Waarin mondt de laatste grot uit volgens het tekstfragment hieronder?

- Tekstfragment -
┄┄┄┄┄┄┄┄┄┄

Hoogtepunt van de dag is met z’n tweeen in een kayak, twee grotten in, waarvan de laatste uitmondt in een grote, geheel afgesloten baai. Fantastisch! Als je hard roept klinkt je echo door het karst. De Oostenrijkers volgen ons gedwee, maar dat is logisch, ‘anschluss’ is ze per slot van rekening nooit vreemd geweest. Ze kayakken alsof ze in een enorme pan soep zitten te roeren. Daar wordt je dus zeiknat van. Niet mijn probleem. Carina heeft op roeien gezeten, ik ben ook niet achterlijk en we vormen al snel een vlekkeloos team. Ergens achter ons dobberen de Oostenrijkers.
We verkennen de baai tot we hoog op de rotsen een gekrijs van jewelste horen: apen. Die wonen hier klaarblijkelijk ook. Ze voeden zich met vruchten en drinken regenwater dat achterblijft in holle rotsen, vermoeden we. Navraag leert dat dat klopt, alleen worden ze door de vissers van de floating villages bijgevoederd. Die hebben het maar goed daar, als je het mij vraagt. Onderling ruzie maken lijkt me nergens voor nodig.

┄┄┄┄┄┄┄┄┄┄

- Gegeven informatie -
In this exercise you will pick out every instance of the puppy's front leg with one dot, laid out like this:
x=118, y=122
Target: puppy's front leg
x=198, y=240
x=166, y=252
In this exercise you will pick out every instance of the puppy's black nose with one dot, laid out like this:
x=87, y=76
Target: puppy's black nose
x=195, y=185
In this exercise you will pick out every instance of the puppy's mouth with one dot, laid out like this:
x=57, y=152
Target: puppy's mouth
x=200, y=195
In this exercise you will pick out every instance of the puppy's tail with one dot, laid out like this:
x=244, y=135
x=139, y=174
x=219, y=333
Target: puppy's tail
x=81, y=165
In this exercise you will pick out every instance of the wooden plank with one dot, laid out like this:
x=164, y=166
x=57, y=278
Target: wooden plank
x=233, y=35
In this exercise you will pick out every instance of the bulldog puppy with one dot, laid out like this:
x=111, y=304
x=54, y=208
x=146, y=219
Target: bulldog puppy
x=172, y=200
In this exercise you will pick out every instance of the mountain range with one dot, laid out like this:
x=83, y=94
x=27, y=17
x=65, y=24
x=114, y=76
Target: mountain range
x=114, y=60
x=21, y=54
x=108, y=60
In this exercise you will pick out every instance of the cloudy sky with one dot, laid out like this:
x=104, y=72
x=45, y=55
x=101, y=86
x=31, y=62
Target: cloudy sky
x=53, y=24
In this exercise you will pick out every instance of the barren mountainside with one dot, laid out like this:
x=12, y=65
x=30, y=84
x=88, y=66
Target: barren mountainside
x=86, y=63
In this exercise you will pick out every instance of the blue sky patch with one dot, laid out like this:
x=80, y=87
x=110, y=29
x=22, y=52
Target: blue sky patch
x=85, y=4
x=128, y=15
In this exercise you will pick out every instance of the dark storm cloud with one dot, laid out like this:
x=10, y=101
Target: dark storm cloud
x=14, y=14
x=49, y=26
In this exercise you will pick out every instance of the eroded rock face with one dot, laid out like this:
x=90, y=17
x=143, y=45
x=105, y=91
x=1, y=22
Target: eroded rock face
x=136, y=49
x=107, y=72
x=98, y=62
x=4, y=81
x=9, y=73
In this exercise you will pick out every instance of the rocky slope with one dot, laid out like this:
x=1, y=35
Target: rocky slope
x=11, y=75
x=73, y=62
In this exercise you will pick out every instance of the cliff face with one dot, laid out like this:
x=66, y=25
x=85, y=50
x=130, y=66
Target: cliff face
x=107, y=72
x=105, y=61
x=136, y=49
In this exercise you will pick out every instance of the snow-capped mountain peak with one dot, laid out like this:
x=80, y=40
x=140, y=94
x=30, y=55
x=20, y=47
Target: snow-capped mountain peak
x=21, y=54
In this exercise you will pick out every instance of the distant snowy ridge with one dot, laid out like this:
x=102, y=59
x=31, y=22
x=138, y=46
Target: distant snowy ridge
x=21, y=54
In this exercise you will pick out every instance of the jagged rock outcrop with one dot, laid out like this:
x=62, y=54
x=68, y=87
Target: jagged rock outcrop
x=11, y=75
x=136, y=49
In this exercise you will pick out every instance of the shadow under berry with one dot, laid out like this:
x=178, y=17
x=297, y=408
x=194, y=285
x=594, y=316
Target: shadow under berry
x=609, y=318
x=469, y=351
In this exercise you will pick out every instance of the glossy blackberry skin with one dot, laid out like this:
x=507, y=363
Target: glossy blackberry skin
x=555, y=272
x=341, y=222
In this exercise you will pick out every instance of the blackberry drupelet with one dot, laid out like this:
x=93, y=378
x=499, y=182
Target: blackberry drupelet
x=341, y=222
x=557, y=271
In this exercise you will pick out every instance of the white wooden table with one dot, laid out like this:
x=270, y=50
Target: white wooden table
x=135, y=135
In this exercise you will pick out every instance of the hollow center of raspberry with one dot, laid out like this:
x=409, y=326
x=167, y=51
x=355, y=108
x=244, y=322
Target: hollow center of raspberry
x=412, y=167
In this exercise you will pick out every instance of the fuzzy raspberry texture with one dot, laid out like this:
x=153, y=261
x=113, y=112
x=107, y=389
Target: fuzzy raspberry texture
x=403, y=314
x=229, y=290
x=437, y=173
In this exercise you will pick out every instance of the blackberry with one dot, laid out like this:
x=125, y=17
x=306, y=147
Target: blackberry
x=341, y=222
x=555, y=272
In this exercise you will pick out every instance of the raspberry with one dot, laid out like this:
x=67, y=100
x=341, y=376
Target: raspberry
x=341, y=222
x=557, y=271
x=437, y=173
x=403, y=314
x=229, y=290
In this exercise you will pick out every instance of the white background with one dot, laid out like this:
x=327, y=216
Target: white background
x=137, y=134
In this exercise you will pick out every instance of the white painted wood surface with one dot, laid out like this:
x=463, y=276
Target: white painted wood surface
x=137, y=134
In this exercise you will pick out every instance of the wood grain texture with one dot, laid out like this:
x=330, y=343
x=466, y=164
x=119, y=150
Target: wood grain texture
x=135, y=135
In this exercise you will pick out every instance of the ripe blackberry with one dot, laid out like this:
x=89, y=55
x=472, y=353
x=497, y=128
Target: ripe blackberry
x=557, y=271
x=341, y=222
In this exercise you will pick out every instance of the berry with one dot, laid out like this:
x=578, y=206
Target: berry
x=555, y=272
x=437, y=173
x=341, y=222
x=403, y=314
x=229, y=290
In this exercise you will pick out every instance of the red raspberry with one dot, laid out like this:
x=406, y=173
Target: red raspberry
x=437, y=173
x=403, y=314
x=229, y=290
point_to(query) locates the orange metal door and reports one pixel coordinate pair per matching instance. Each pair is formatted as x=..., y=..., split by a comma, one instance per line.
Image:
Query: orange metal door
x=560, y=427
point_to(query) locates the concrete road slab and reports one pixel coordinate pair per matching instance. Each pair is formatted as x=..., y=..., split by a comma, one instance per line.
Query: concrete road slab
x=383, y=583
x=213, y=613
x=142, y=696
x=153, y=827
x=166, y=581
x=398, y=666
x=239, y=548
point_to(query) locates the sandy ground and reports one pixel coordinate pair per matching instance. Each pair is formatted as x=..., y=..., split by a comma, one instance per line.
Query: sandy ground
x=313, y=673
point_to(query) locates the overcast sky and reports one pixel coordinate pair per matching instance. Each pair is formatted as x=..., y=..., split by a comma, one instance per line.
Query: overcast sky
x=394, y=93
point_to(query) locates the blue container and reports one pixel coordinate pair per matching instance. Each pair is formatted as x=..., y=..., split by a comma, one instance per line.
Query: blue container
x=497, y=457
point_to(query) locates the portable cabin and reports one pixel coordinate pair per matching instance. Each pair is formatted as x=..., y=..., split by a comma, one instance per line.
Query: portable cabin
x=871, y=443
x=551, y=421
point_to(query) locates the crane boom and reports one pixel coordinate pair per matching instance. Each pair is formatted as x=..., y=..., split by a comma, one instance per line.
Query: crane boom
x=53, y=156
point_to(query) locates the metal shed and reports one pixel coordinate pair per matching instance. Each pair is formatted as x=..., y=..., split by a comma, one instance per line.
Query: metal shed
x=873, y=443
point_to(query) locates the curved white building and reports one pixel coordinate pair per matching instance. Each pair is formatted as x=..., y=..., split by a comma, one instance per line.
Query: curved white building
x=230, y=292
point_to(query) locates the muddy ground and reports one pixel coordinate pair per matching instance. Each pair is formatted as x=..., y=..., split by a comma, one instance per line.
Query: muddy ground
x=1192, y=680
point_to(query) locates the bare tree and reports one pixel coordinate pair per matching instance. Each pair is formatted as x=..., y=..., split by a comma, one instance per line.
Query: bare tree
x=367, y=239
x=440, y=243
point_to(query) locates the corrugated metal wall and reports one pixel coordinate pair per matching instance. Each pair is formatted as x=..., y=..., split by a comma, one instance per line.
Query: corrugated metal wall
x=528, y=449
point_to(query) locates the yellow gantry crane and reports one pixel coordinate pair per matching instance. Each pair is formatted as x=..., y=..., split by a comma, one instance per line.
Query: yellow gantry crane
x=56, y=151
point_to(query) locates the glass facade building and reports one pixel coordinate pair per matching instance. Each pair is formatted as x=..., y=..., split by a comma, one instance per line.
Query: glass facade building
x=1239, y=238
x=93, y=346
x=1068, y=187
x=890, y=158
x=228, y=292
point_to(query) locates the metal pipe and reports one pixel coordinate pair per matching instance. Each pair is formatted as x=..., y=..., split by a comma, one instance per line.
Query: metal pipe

┄┄┄┄┄┄┄┄┄┄

- Antwoord -
In een grote, geheel afgesloten baai.